— BEGIN Excerpt to read —

Scores of Matters
Eva Meyer-Keller, Ilya Noé, Constanze Schellow, Emilia Schlosser
Maximilian Kiepe, Adam Blaufarb
The archive is an archive of the spaces in between
Text by Emilia Schlosser
Edited by Daniel Belasco Rogers
Welcome to Scores of Matters
This is an attempt to create a dynamic article for the dynamic archive about the archive within the dynamic archive: the Scores of Matters archive.
The following pages contain fragmented text on one side and photographs from the Scores of Matters archive in the other.
Your task is to assemble the text. Cut out the pictures, the writing is on the back. Use these puzzle pieces to construct a readable text.
You can fold the first page into an envelope to keep the pieces in.
Destruction and fragmentation are the first steps towards creating new connections.
Grab a pair of scissors. Start Cutting.
Scores of Matters is an archive of the spaces in between. It's an attempt at staying in those in-between spaces rather then trying to fill them. To occupy a space in which we can move and explore and remain in between...
the personal and the political
the subjective and the objective
the direct and the indirect
the partial and the complete
the serious and the frivolous
the primary and the secondary
Scores of Matters creates ways through rather than isolating groups. Scores of Matters opens partial perspectives, common and uncommon connections and multi-layered associations.
The archive invites you to wander through it. There are no fixed or self-evident paths. Every journey is different and you could end up in unexpected places. Moving through the archive is like a conversation or a chat: at some point you might wonder how you got there. All you need to navigate the archive is curiosity. It might not always reveal what you expect to find.
Scores of Matters is a collection of fragile histories and herstories, constantly risking failure, risking exposure. But what is behind the veil? We are not trying to hide anything, it is just that we decided to expose some things while others remain hidden, even though we know that everything you cannot see is also an integral and crucial part of what's visible.
We sit on the floor. There are objects lying all around us.
From teabag we move to tampon from tampon we jump to cotton and cotton looks like little clouds. Relations are quick, associative and multi-dimensional. Is it possible to preserve the flowing movement of thoughts? Relation instead of knowledge? Or does the knowledge lie within the relation?

— END Excerpt to read —

*Given problem A:* Can you condense the paragraph of the Scores of Matters text that begins "The archive invites you to wander through it" into a shorter version that keeps its main facts?
*Given problem B:* Would you print the rows below from the very first one through the line containing "column 296, row 345", both included?
The Scores of Matters text and the rows after it are unrelated to each other.

— BEGIN The records —

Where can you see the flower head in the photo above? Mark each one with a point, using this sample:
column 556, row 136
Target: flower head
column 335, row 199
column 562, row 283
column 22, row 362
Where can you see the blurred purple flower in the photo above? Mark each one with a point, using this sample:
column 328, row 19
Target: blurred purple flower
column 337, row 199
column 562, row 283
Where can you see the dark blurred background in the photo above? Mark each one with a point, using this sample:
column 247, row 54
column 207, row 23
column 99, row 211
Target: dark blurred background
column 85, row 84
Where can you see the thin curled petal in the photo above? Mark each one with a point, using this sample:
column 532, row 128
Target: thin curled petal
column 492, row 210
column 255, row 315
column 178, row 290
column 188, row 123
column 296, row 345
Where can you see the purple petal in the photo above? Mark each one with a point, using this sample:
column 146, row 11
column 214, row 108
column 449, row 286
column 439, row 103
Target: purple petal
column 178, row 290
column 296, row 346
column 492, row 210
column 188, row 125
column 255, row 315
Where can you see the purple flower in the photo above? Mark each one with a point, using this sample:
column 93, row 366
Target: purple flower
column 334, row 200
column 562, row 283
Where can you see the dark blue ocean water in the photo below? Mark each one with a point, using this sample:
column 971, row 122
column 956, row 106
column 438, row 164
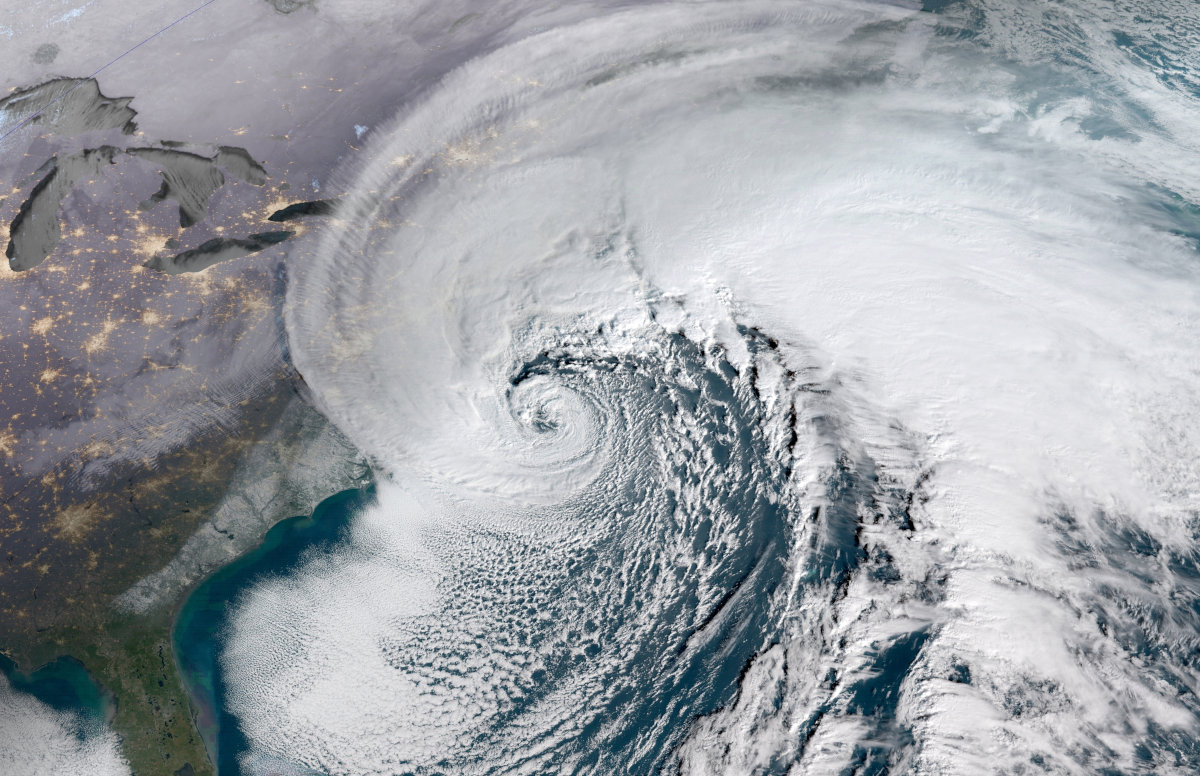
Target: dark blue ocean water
column 201, row 621
column 65, row 685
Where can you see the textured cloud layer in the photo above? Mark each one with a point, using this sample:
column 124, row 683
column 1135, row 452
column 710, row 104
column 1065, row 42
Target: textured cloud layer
column 36, row 740
column 822, row 341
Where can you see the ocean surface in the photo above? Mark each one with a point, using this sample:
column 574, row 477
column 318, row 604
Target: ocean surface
column 198, row 627
column 64, row 685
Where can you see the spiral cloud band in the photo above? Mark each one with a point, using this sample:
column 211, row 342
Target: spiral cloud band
column 759, row 388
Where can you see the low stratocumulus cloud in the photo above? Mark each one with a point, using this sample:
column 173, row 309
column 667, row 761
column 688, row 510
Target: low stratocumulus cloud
column 37, row 740
column 755, row 385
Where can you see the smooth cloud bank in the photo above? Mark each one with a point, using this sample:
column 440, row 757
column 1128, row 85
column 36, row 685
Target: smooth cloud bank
column 815, row 340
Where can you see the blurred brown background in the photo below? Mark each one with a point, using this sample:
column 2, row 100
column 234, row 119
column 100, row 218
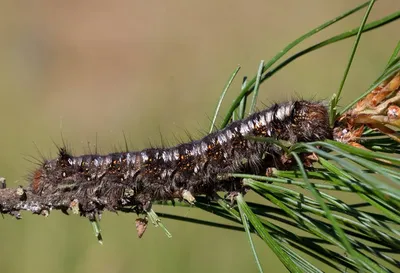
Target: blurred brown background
column 87, row 68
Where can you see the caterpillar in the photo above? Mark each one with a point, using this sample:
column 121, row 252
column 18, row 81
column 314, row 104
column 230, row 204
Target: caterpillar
column 139, row 178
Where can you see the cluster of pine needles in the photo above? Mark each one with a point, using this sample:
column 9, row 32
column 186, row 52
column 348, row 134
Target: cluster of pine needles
column 346, row 207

— END The records —

*Full answer A:* The archive invites wandering and has no fixed or self-evident paths, so every journey differs and may end somewhere unexpected. Moving through it is like a conversation, where you might lose track of how you got there. Curiosity is all you need to navigate it, though it may not reveal what you expect.

*Full answer B:*
Where can you see the flower head in the photo above? Mark each one with a point, using this sample:
column 556, row 136
Target: flower head
column 335, row 199
column 562, row 283
column 22, row 362
Where can you see the blurred purple flower in the photo above? Mark each one with a point, using this sample:
column 328, row 19
Target: blurred purple flower
column 337, row 199
column 562, row 283
Where can you see the dark blurred background in the photo above? Mark each one with a point, using this sample:
column 247, row 54
column 207, row 23
column 99, row 211
Target: dark blurred background
column 85, row 84
Where can you see the thin curled petal in the photo above? Mark each one with a point, using this sample:
column 532, row 128
Target: thin curled petal
column 492, row 210
column 255, row 315
column 178, row 290
column 188, row 123
column 296, row 345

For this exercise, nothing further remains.